### What needs to be done
Put the data below into a two-column CSV headed input and output. Place each text in the input column with its answer beside it in the output column, enclosing every field in double quotes and turning line breaks into spaces.

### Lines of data
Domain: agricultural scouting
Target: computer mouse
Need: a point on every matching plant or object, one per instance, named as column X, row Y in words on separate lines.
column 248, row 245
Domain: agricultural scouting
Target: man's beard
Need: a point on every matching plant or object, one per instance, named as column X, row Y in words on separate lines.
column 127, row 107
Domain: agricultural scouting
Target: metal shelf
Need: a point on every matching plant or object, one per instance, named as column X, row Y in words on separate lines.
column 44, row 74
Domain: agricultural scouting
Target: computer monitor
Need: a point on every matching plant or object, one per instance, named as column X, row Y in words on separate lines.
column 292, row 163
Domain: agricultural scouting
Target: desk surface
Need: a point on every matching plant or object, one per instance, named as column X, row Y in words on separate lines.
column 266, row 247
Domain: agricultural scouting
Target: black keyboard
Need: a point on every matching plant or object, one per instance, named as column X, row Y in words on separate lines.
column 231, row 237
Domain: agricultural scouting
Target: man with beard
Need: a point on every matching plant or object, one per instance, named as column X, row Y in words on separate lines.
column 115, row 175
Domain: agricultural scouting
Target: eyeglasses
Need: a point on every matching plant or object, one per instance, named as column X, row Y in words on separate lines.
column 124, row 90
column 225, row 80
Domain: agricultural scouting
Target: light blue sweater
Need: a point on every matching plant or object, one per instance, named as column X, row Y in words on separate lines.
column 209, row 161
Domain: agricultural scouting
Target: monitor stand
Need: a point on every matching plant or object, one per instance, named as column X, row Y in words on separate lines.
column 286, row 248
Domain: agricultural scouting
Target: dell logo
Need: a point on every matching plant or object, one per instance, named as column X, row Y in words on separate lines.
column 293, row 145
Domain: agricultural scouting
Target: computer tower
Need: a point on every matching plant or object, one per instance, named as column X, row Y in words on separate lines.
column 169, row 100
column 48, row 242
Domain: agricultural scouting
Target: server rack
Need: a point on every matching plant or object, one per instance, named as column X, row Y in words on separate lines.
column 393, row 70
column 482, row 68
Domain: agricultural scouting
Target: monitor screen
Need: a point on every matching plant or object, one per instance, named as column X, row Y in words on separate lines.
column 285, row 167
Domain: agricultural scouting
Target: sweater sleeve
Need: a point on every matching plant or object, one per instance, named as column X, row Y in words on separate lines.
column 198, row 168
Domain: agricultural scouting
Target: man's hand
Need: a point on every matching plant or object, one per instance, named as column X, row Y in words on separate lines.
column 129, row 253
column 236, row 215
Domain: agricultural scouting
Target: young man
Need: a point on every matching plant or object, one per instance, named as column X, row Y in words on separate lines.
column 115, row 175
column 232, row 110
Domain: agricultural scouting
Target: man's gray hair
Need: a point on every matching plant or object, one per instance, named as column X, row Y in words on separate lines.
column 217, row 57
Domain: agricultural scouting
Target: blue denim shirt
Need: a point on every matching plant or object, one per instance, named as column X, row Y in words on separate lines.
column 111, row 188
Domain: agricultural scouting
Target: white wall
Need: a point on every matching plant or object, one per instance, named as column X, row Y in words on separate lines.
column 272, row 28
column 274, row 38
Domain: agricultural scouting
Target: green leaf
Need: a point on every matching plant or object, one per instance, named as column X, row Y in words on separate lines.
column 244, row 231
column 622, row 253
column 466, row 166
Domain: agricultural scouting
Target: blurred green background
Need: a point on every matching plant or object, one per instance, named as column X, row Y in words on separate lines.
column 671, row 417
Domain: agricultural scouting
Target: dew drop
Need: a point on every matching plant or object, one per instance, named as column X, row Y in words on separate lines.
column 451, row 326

### Expected answer
input,output
"Domain: agricultural scouting Target: computer mouse Need: a point on every matching plant or object, one per instance, named as column X, row Y in words on separate lines.","column 248, row 245"
"Domain: agricultural scouting Target: man's beard Need: a point on every matching plant or object, one per instance, named as column X, row Y in words on separate lines.","column 127, row 107"
"Domain: agricultural scouting Target: metal shelf Need: a point on every matching plant or object, one per instance, named as column X, row Y in words on separate lines.","column 44, row 74"
"Domain: agricultural scouting Target: computer monitor Need: a point on every matching plant or object, one per instance, named as column X, row Y in words on separate lines.","column 292, row 163"
"Domain: agricultural scouting Target: desk surface Need: a point on every matching plant or object, one per instance, named as column X, row Y in words on separate lines.","column 266, row 247"
"Domain: agricultural scouting Target: black keyboard Need: a point on every matching plant or object, one per instance, named as column X, row Y in words on separate lines.","column 231, row 237"
"Domain: agricultural scouting Target: man with beard Need: a point on every matching plant or object, one per instance, named as column X, row Y in words on separate lines.","column 115, row 175"
"Domain: agricultural scouting Target: eyeglasses Need: a point on every matching plant or object, one per instance, named as column X, row Y in words on separate lines.","column 124, row 90 column 225, row 80"
"Domain: agricultural scouting Target: light blue sweater Need: a point on every matching plant or object, one per instance, named as column X, row Y in words on separate lines.","column 209, row 161"
"Domain: agricultural scouting Target: monitor stand Need: a point on every matching plant or object, one per instance, named as column X, row Y in words on separate lines.","column 286, row 248"
"Domain: agricultural scouting Target: dell logo Need: a point on every matching plant or object, one per instance, named as column X, row Y in words on separate lines.","column 293, row 145"
"Domain: agricultural scouting Target: computer tower Need: a point on every matching plant or object, one per instance, named as column X, row Y in words on separate lines.","column 169, row 100 column 48, row 242"
"Domain: agricultural scouting Target: server rack Need: a point on every matching plant or object, one per instance, named as column X, row Y in words on separate lines.","column 393, row 70 column 482, row 68"
"Domain: agricultural scouting Target: monitor screen Need: a point on every matching plant or object, one per instance, named as column X, row Y in words on separate lines.","column 285, row 167"
"Domain: agricultural scouting Target: sweater sleeve Need: a point on every matching plant or object, one per instance, named as column X, row Y in words on separate lines.","column 198, row 168"
"Domain: agricultural scouting Target: man's hand Need: a point on every matching plant or object, one per instance, named as column X, row Y in words on separate lines.","column 129, row 253 column 236, row 215"
"Domain: agricultural scouting Target: young man Need: a point on every matching plant or object, one per instance, named as column X, row Y in words on separate lines.","column 115, row 175 column 232, row 110"
"Domain: agricultural scouting Target: man's gray hair Need: a point on every matching plant or object, one per instance, named as column X, row Y in words on separate lines.","column 217, row 57"
"Domain: agricultural scouting Target: blue denim shirt Need: a point on every matching plant or object, one per instance, named as column X, row Y in words on separate lines.","column 111, row 188"
"Domain: agricultural scouting Target: white wall Need: a point on every matching plant or object, one per instance, named as column X, row Y in words on separate lines.","column 272, row 28 column 274, row 38"
"Domain: agricultural scouting Target: green leaf Need: a point on every matching plant or object, one per instance, named as column X, row Y in words on separate lines.","column 244, row 231 column 622, row 253 column 466, row 166"
"Domain: agricultural scouting Target: blurred green background Need: a point on every matching plant or object, one per instance, named as column X, row Y in words on separate lines.","column 671, row 417"
"Domain: agricultural scouting Target: dew drop Need: a point on every matching plant or object, one per instance, named as column X, row Y in words on separate lines.","column 451, row 326"